### [TEXT TO READ]
------------------------------------------------
Transportation Resource Guide

Be it the journey to Canada for the first time—one potentially associated with turmoil, grief and hope —or the daily commute to work, transportation is an essential and complex part of our lives. In this module we talk about how participants came to Canada, their experiences with transit in Canada, and how this compares to the ways people get around in their countries of origin. We consider the lasting impact of the journeys immigrants take, barriers and complications associated with everyday transportation, and how one can become familiar with their new surroundings and neighbours on foot, bike, car or public transit.

For many of the interviewees, their journeys to Canada were not direct. Two South Asian participants lived with their families in the Middle East to take advantage of job opportunities before moving to Canada to access greater social security. A Hungarian refugee escaped into Yugoslavia with her mother and brother before being reunited with her father in Canada; unlike her father who travelled across the Atlantic by boat, they were flown first class to Canada.
------------------------------------------------
### [COLLECTED DATA]

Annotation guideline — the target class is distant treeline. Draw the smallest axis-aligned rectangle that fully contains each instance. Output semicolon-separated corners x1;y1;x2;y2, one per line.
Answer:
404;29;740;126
------------------------------------------------
### [WORK TO COMPLETE]
[1] In the transportation resource guide, how did the Hungarian refugee's father travel to Canada?
[2] Drawing on the transportation resource guide, explain why the two South Asian participants lived in the Middle East before they moved to Canada, and why they then made that move.
[3] List every means the transportation resource guide names by which one can become familiar with new surroundings and neighbours.

### [SET OF ANSWERS]
[1] He crossed the Atlantic by boat.

[2] They lived in the Middle East with their families to take advantage of job opportunities. They then moved to Canada to access greater social security.

[3] On foot, by bike, by car, and by public transit.